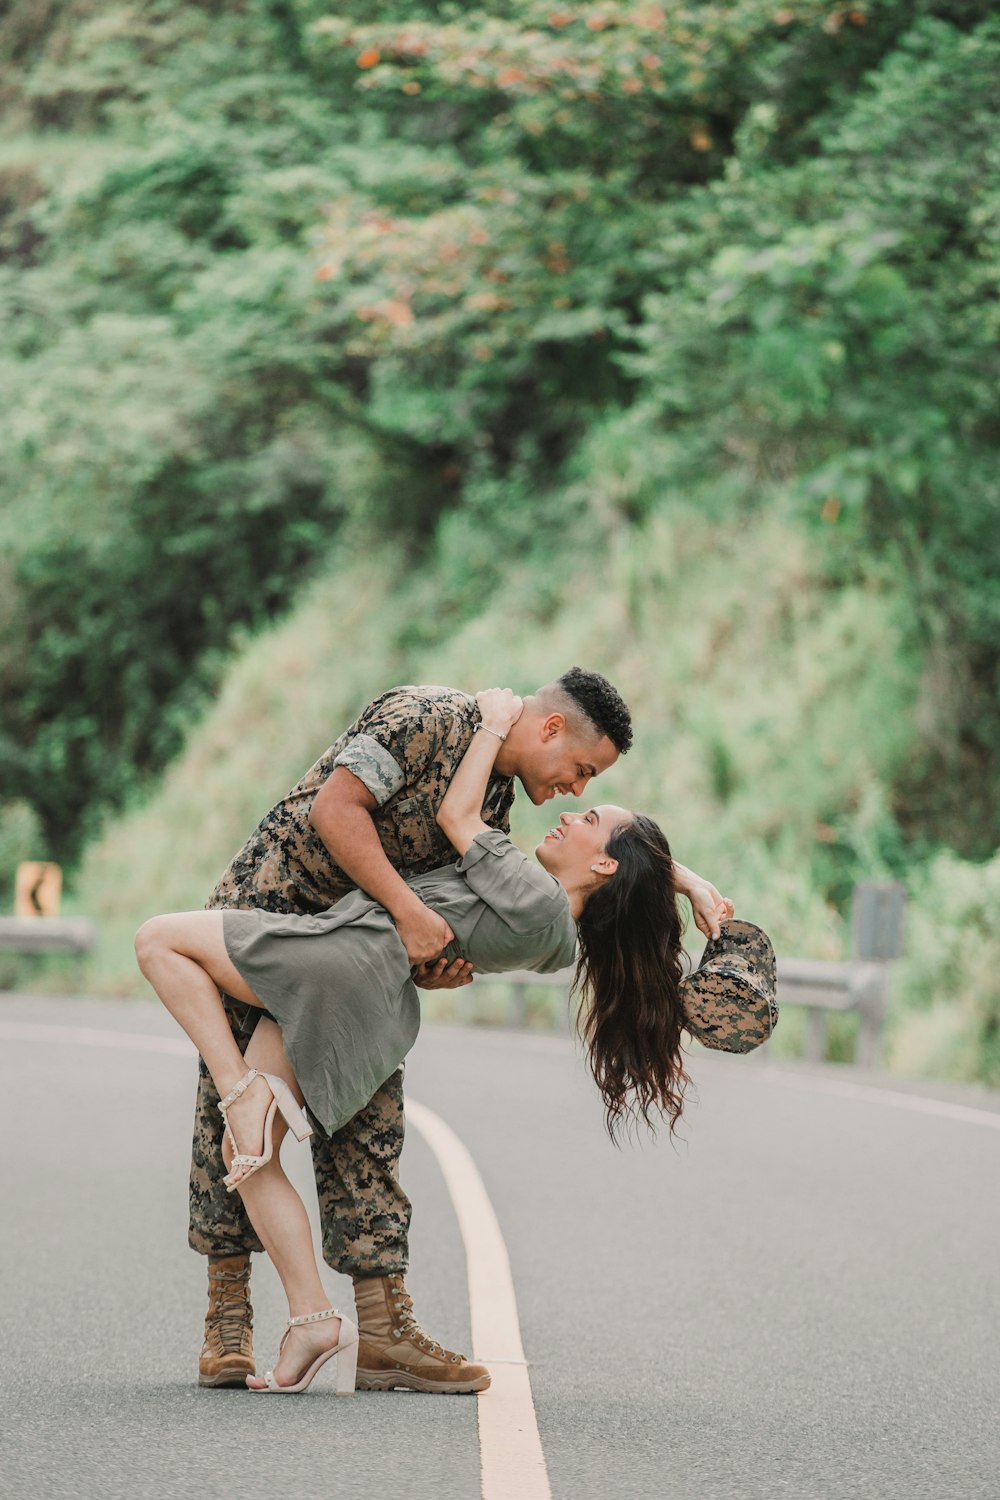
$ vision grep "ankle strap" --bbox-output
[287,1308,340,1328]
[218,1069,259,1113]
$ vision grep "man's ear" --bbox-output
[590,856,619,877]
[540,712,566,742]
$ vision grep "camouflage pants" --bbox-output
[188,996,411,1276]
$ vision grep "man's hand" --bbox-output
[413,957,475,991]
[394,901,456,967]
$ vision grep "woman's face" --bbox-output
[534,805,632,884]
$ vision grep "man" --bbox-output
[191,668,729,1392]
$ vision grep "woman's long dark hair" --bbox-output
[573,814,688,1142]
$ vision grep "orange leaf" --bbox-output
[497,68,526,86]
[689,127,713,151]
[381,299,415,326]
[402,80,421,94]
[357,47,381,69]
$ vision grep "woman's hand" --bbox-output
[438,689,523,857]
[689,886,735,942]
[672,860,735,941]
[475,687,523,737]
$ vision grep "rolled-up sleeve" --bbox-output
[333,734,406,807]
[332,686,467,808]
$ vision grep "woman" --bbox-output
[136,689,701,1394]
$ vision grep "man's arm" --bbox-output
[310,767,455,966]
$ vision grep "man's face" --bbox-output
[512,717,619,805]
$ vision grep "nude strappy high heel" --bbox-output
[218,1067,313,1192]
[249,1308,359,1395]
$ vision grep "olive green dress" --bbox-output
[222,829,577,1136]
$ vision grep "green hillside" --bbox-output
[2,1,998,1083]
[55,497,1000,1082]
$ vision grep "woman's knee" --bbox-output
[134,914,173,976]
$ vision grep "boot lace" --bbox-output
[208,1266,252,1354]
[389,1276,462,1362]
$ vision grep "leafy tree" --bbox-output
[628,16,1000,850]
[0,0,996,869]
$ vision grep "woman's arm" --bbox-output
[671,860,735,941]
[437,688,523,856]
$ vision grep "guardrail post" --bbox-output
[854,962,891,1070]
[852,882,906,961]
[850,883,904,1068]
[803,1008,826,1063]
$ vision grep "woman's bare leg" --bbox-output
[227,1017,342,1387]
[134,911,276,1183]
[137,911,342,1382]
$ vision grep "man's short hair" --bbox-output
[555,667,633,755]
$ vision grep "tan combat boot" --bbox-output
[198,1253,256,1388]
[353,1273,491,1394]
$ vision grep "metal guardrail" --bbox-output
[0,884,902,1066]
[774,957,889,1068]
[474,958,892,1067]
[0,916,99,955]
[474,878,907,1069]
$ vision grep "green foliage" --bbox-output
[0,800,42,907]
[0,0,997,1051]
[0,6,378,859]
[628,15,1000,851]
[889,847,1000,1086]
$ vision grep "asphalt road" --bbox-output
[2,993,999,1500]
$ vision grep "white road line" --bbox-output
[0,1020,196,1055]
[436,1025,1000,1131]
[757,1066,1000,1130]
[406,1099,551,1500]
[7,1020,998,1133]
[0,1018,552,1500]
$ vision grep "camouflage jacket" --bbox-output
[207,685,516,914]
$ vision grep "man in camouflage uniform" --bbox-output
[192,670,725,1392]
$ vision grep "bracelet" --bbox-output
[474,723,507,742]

• • • • • • •

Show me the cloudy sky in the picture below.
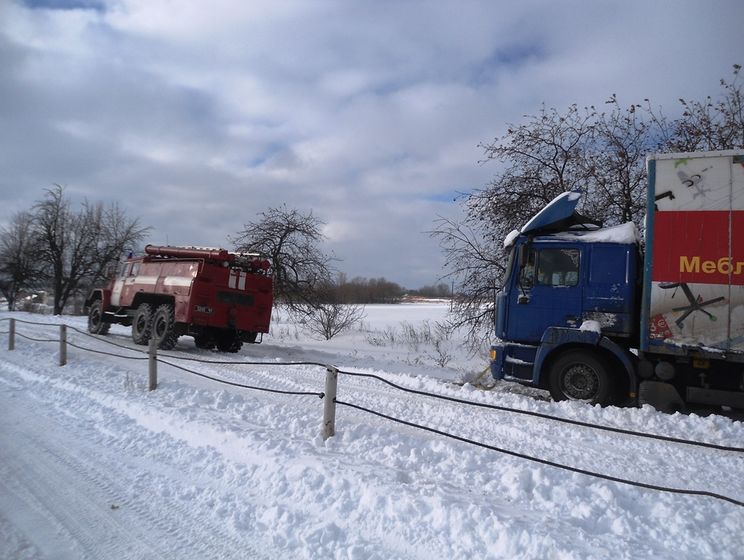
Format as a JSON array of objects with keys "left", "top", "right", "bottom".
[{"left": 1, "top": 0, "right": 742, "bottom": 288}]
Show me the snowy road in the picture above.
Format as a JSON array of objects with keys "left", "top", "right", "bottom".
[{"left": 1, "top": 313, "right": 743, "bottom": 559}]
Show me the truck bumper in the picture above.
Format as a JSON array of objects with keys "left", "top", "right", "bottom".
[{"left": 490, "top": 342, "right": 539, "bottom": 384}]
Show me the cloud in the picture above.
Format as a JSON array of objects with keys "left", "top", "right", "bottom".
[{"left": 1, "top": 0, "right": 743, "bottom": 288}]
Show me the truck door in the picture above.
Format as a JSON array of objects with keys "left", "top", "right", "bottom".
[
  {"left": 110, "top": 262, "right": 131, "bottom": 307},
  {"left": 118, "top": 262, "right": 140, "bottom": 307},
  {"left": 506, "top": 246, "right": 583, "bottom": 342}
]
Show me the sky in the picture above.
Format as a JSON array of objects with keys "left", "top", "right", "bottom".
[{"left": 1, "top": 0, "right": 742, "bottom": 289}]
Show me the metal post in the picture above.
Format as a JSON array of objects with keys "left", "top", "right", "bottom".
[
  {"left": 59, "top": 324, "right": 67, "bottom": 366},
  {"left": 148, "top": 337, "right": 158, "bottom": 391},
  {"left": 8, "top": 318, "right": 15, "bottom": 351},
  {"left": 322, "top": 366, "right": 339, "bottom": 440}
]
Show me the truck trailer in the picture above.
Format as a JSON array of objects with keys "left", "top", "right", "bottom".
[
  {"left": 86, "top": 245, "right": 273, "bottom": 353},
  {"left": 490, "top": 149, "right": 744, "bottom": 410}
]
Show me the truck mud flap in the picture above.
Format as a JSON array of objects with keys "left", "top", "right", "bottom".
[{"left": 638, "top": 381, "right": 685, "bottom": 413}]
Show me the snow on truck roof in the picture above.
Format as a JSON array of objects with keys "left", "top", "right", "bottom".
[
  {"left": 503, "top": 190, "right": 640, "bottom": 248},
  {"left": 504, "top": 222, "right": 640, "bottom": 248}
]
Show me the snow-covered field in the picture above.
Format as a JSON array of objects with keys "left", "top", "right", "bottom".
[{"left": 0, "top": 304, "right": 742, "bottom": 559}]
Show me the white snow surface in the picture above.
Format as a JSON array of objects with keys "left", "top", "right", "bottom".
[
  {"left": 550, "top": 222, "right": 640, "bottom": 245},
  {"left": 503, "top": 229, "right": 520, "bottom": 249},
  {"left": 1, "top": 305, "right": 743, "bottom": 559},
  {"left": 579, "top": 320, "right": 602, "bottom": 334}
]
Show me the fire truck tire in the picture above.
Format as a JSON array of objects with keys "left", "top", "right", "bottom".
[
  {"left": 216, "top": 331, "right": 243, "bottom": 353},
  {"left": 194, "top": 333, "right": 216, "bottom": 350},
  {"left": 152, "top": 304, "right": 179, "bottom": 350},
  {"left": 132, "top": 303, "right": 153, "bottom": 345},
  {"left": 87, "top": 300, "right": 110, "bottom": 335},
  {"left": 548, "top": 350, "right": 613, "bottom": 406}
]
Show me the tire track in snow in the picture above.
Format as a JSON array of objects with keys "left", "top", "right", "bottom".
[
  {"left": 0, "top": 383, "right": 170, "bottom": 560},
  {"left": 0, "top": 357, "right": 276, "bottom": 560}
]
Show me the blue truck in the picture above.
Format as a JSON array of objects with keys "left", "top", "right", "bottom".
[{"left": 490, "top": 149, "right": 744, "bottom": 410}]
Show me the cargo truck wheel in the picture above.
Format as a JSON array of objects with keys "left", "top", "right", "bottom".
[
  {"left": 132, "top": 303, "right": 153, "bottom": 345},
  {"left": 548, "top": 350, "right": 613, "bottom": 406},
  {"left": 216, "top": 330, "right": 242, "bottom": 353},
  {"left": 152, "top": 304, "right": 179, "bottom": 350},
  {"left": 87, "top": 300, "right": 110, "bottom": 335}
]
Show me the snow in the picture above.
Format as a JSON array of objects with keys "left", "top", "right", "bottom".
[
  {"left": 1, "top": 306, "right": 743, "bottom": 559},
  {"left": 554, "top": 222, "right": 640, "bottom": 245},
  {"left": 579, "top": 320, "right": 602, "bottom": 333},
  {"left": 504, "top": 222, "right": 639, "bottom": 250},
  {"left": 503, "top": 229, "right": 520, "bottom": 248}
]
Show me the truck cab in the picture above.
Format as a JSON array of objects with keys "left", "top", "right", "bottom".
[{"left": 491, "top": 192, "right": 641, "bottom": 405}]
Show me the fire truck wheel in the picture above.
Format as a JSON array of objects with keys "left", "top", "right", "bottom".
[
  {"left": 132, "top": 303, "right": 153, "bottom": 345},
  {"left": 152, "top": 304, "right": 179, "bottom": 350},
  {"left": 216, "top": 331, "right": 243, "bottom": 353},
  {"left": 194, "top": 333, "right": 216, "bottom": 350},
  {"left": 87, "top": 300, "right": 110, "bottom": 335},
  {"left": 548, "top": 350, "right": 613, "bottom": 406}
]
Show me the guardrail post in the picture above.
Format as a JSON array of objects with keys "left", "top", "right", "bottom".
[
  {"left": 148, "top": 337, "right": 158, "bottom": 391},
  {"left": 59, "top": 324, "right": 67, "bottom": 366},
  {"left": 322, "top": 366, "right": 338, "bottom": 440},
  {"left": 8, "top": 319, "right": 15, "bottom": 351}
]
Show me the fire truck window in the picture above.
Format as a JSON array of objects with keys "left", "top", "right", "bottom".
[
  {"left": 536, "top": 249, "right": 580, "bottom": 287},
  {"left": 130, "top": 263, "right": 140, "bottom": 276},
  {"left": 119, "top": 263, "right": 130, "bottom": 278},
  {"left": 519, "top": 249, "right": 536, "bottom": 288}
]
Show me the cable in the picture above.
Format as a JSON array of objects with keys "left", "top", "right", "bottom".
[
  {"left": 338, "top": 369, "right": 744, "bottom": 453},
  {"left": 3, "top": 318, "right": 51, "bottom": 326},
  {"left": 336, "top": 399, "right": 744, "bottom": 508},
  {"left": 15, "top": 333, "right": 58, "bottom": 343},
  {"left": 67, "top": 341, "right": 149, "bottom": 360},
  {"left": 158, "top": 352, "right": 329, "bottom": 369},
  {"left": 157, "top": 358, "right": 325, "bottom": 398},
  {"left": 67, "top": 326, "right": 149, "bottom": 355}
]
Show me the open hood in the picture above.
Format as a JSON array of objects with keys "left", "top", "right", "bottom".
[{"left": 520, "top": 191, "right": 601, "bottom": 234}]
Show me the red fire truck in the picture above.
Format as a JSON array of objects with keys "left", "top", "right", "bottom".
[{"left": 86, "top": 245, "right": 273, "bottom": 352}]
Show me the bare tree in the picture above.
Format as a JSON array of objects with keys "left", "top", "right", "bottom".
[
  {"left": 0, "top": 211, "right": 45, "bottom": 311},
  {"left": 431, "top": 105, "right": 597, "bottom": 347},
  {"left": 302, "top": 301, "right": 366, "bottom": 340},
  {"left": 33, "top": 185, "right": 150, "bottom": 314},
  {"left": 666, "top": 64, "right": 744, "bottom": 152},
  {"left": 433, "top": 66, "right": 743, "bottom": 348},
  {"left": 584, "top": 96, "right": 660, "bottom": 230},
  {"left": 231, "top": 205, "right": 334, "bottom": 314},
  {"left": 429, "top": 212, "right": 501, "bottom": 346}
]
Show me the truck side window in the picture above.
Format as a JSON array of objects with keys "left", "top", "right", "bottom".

• • • • • • •

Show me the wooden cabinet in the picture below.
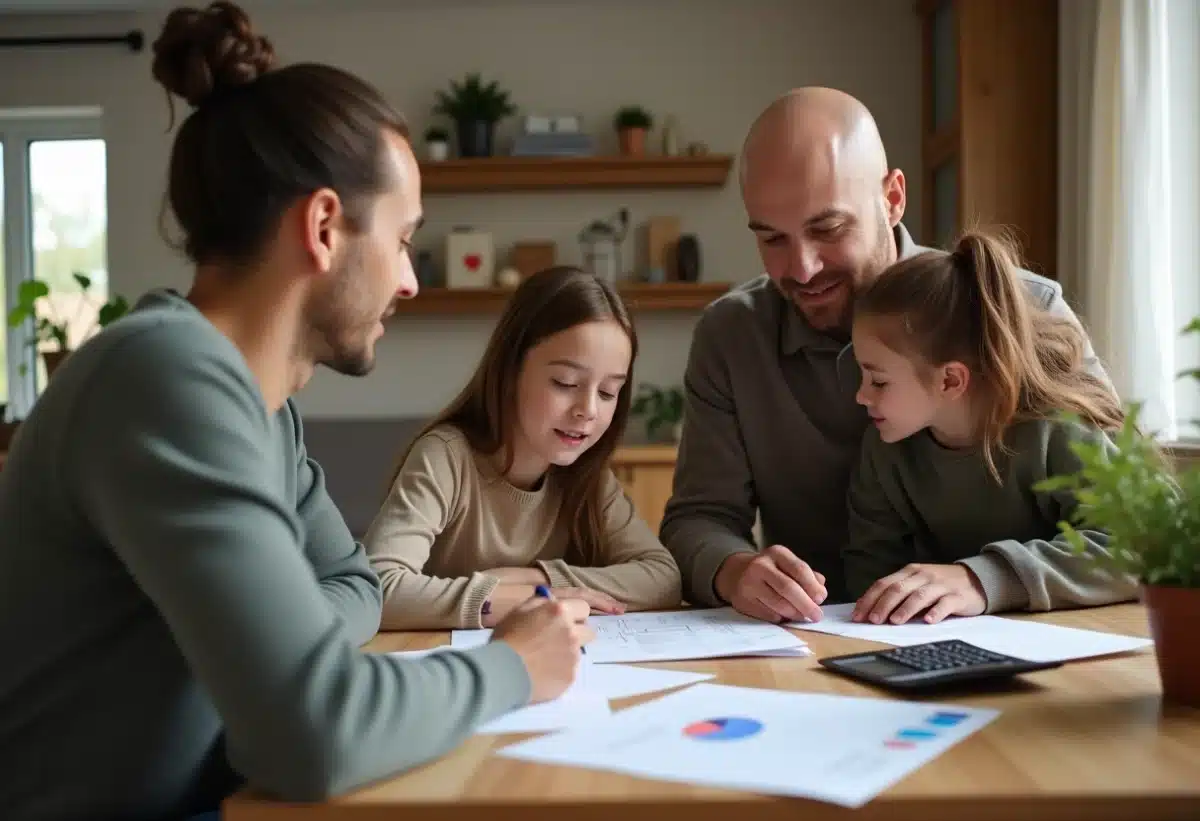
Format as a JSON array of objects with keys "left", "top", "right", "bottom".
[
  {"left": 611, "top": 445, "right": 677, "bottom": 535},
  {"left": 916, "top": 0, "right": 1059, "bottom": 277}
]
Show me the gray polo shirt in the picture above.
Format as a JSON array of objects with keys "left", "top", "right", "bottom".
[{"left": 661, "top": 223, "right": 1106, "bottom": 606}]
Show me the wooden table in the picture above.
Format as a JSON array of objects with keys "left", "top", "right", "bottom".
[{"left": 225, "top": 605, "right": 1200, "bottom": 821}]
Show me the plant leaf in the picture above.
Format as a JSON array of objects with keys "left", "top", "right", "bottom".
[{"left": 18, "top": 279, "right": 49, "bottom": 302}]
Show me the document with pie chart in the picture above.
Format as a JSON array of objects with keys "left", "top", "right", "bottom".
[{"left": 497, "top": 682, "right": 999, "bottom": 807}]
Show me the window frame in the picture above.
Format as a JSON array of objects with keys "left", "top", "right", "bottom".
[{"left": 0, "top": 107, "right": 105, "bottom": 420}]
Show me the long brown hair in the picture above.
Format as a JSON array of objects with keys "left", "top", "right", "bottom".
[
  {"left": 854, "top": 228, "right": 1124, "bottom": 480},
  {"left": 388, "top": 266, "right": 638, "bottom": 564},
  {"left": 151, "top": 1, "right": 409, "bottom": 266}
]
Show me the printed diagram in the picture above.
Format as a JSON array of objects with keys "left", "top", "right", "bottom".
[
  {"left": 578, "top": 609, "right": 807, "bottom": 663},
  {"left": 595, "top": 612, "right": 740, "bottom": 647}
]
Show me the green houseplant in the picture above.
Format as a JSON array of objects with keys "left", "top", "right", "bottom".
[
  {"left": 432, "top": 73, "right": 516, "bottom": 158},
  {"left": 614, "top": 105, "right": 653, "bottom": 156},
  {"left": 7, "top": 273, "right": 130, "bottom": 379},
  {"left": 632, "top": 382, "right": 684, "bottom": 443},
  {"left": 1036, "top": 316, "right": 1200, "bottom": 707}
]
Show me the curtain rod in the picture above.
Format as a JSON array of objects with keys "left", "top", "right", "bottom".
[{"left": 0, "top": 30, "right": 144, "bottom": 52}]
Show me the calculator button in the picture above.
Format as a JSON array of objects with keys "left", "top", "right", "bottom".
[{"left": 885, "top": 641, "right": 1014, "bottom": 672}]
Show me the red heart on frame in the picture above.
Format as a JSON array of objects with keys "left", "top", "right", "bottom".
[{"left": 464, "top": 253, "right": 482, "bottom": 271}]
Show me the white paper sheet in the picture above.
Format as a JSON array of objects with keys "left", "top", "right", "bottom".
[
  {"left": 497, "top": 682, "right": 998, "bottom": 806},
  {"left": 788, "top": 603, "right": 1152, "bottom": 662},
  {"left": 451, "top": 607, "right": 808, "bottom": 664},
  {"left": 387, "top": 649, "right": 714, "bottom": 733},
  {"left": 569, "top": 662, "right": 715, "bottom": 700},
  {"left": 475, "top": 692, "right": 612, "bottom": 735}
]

• • • • • • •

GOAL OF THE EXERCISE
Within the listing above, the range opens at the line with "Show me the truck trailer" and closes at the line with "Show me the snow on". Reproduce exactly the lines of that range, including both ends.

EXERCISE ANSWER
Show me the truck trailer in the picture above.
Format as a JSON array of objects with keys "left", "top", "right", "bottom".
[
  {"left": 86, "top": 245, "right": 273, "bottom": 353},
  {"left": 490, "top": 149, "right": 744, "bottom": 410}
]
Show me the truck mud flap in the picture above.
Format as a JSON array of objects with keys "left", "top", "right", "bottom".
[{"left": 638, "top": 381, "right": 685, "bottom": 413}]
Show me the snow on truck roof in the picture above.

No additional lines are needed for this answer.